◆ 指示 1
心臓CTの画像診断に関する文章から、「Cardiovascular Imaging(心臓血管の画像診断)」で始まり「ル治療が早く上手になります。」に至るまでの部分を、一字一句そのまま書き写してください。
◆ 指示 2
心臓CTの画像診断に関する文章に基づき、次の問いに答えてください。
(a) 筆者は、心臓CT画像を勉強するようになって、何が格段に上手になったと述べていますか。
(b) 筆者によれば、カテーテル治療の熟練医とそうでない医師の違いとは何ですか。
(c) 熟練医が2D画像をくるくる回して把握する力を持つものとして、何が挙げられていますか。
◆ 指示 3
心臓CTの画像診断に関する文章の続きを、最後の文の後から書き進めてください。
----- 検討用文章 -----
Cardiovascular Imaging(心臓血管の画像診断)

米山喜平

心臓CT

循環器医を目指す皆さん!画像(Cardiovascular Imaging)が好きだ!っていう人はいますが?「画像なんて学ぶよりは、カテーテル治療だ!とにかくカテーテル治療を学んで患者さんに助けてあげたい、立派な循環器医になりたい!だから画像を学ぶのは後にしょう!」って思っている人がほどんどだと思います。

私は、心臓CT画像を勉強するようになり、カテーテル治療が格段に上手になりました。なぜかというと、心臓CTの3D画像を見続けると、カテーテル室の2D画像が手に取るように分かるようになったからです。カテーテル治療の熟練医とそうでない医師の違いとはなんでしょうか?それはカテーテル室の2D画像を見る力の差です。熟練医は、2D画像をくるくる回して、本来みえないはずの心房や心室の位置、大動脈と冠動脈の位置関係、動脈硬化の形態を把握する力があります。だから、心臓CT画像を勉強するとかえってカテーテル治療が早く上手になります。
----- 提供資料 -----
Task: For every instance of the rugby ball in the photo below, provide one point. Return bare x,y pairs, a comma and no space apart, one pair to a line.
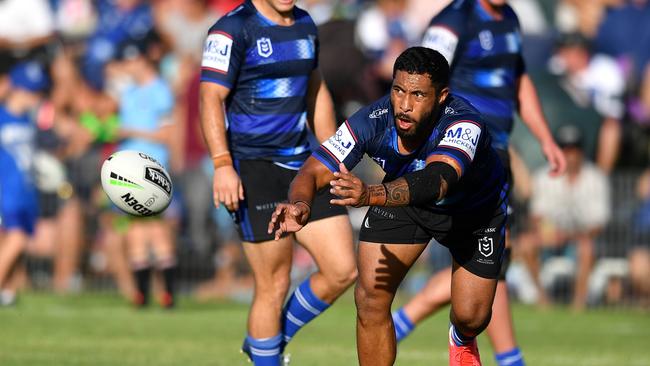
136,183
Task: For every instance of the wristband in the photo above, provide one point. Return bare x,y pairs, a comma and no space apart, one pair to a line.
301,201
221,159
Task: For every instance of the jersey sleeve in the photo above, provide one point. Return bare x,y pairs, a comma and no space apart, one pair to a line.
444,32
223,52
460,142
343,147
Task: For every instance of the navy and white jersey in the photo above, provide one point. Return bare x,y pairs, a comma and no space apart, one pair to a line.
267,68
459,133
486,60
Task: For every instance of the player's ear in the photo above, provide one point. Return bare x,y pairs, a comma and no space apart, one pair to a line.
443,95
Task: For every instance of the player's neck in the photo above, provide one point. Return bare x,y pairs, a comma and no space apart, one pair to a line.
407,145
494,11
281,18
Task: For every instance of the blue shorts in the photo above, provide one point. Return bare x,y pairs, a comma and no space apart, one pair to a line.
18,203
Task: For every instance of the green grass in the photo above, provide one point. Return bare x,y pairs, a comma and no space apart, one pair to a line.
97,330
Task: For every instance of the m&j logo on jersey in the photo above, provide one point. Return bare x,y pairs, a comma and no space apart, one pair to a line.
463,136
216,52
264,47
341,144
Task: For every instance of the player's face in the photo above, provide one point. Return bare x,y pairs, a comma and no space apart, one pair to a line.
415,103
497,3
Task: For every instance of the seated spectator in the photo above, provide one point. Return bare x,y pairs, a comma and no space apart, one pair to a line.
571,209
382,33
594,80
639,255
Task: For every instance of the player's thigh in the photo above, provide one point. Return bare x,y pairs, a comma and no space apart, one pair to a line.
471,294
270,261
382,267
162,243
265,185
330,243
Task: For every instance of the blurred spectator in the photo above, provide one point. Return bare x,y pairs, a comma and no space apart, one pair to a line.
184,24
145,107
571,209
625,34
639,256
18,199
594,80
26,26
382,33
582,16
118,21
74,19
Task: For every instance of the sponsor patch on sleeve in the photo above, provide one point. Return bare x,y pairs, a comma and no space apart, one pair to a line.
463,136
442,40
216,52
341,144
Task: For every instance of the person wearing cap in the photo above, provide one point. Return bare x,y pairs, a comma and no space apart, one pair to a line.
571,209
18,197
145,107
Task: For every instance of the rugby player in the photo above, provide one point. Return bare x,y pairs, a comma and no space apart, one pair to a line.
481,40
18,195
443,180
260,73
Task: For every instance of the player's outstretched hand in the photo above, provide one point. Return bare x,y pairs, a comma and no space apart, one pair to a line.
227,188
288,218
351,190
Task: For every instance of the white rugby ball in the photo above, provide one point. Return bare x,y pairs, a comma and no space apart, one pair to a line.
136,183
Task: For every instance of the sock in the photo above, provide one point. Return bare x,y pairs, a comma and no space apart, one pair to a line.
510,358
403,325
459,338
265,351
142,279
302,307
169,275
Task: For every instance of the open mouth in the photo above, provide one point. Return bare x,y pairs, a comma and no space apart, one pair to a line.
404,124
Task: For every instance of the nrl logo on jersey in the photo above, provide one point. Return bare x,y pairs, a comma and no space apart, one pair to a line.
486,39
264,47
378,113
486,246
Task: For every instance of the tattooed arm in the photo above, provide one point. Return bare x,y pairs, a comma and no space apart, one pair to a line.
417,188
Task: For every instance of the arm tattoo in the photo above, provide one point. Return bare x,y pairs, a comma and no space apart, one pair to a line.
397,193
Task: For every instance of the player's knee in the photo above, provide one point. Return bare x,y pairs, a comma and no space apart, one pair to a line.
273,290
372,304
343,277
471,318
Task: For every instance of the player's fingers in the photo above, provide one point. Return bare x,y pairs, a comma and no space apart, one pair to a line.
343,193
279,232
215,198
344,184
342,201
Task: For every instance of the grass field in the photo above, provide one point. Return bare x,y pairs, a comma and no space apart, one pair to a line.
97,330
-----
----- 提供資料 -----
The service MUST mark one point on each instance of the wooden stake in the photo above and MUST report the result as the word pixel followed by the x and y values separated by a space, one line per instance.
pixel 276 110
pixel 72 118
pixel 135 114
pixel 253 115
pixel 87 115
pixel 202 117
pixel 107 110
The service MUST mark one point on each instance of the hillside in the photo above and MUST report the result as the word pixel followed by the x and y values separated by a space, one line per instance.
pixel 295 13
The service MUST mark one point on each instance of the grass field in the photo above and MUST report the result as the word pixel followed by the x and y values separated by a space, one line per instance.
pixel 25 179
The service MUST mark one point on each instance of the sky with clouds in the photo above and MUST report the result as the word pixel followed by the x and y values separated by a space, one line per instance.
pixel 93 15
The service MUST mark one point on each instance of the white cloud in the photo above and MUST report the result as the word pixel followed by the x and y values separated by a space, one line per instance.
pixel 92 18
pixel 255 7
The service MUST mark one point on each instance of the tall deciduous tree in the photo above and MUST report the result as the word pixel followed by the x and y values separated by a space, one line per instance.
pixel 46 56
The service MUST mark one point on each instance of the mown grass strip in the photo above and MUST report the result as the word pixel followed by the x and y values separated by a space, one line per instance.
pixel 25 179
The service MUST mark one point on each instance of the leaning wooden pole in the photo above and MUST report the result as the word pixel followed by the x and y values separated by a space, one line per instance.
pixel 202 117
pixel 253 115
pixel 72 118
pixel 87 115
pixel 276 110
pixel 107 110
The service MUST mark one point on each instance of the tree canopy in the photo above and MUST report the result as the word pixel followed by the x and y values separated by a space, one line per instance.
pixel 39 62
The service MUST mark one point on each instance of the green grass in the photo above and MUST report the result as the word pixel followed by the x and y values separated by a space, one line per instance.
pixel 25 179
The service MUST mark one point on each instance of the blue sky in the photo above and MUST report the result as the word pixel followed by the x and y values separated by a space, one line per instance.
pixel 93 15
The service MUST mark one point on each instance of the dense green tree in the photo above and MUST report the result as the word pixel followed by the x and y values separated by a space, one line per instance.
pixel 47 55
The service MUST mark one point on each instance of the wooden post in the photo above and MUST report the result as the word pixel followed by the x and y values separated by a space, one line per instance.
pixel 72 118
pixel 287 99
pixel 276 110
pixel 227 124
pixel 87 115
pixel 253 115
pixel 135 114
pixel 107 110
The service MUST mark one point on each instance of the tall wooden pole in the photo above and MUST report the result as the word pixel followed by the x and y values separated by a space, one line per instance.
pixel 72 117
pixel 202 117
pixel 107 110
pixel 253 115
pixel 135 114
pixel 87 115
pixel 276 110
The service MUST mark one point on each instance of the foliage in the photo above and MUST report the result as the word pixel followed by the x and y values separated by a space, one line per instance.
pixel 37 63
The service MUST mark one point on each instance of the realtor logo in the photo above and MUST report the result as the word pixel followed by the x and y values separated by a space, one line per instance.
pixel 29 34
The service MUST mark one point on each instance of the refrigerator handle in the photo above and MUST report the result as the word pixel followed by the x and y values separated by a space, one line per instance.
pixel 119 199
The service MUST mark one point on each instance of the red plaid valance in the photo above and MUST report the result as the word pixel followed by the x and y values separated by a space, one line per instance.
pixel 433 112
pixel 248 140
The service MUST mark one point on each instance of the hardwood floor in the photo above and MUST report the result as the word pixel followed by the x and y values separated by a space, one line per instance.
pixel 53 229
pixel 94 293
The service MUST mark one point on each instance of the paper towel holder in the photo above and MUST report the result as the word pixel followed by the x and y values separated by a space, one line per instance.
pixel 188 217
-----
----- 提供資料 -----
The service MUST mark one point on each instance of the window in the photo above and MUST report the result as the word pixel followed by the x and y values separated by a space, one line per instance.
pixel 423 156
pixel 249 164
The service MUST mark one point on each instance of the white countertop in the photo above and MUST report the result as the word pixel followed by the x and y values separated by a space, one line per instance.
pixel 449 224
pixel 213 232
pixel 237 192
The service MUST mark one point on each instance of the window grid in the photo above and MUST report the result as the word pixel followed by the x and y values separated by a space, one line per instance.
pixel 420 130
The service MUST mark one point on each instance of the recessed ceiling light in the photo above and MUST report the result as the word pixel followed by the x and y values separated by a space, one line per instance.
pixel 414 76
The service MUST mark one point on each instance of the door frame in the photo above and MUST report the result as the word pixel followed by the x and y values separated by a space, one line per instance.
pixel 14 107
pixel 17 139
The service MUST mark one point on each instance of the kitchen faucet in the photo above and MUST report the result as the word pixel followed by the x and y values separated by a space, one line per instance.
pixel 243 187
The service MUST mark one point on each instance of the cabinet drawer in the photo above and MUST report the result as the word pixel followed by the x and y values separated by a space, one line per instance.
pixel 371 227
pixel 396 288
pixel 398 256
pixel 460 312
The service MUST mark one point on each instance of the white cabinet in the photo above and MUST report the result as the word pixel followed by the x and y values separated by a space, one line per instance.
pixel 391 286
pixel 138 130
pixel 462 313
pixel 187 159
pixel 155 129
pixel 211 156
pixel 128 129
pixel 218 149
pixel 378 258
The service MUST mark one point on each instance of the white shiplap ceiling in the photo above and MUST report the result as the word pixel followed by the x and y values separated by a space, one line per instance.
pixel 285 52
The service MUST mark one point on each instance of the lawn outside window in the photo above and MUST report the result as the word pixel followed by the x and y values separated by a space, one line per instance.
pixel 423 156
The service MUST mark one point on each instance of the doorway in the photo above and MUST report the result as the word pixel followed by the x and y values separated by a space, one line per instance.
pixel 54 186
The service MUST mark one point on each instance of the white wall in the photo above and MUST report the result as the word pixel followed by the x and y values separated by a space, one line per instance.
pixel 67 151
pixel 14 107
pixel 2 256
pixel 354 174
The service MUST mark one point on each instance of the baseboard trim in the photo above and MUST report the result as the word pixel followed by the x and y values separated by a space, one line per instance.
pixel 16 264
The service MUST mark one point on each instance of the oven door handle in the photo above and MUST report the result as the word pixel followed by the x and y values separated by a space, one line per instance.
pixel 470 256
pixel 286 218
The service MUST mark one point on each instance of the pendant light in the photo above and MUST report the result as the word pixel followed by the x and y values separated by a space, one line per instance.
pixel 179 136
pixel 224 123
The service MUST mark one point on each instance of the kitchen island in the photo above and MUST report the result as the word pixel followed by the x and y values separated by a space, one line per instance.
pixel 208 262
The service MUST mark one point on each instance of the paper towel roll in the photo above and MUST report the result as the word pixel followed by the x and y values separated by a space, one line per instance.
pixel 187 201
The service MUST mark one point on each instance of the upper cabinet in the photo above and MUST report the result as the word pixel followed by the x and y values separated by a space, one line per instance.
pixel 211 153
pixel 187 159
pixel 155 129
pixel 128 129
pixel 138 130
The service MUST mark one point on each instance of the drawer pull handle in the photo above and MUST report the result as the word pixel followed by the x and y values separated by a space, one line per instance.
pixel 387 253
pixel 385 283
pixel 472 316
-----
◆ 回答 1
Cardiovascular Imaging(心臓血管の画像診断)

米山喜平

心臓CT

循環器医を目指す皆さん!画像(Cardiovascular Imaging)が好きだ!っていう人はいますが?「画像なんて学ぶよりは、カテーテル治療だ!とにかくカテーテル治療を学んで患者さんに助けてあげたい、立派な循環器医になりたい!だから画像を学ぶのは後にしょう!」って思っている人がほどんどだと思います。

私は、心臓CT画像を勉強するようになり、カテーテル治療が格段に上手になりました。なぜかというと、心臓CTの3D画像を見続けると、カテーテル室の2D画像が手に取るように分かるようになったからです。カテーテル治療の熟練医とそうでない医師の違いとはなんでしょうか?それはカテーテル室の2D画像を見る力の差です。熟練医は、2D画像をくるくる回して、本来みえないはずの心房や心室の位置、大動脈と冠動脈の位置関係、動脈硬化の形態を把握する力があります。だから、心臓CT画像を勉強するとかえってカテーテル治療が早く上手になります。

◆ 回答 2
(a) カテーテル治療
(b) カテーテル室の2D画像を見る力の差
(c) 本来みえないはずの心房や心室の位置、大動脈と冠動脈の位置関係、動脈硬化の形態

◆ 回答 3
私は心臓CTが大好きです。その理由を解説したいと思います。一つ目は“つるっとした美しい画像”。0.3mmの高分解能のCT装置が表現する心臓は、まさに天下一品!まるで心臓をそのまま取り出したかのうな画像、よく見ると少しテカリが入り、有名な画家が描いたような画像。本物の心臓より本物っぽいところがたまりません。心電図、核医学、心エコーなどいろいろな検査がありますが、心臓CTほど心臓の形を表現する検査はありません。知っていますか?心臓って、顔形が一人一人違うように、一人一人心臓の形、血管の走行が違うんです。心臓CTを使うと“わっ!この心臓は縦長だ!この心臓の血管は蛇行してる!”正常の心臓の違いさえも簡単に分かってしまうようになります。それが心臓CTの魅力です。人間の顔がそれぞれ違うように、心臓の顔の違いが分かった瞬間、心臓専門医になったぁ〜!って思えるんです。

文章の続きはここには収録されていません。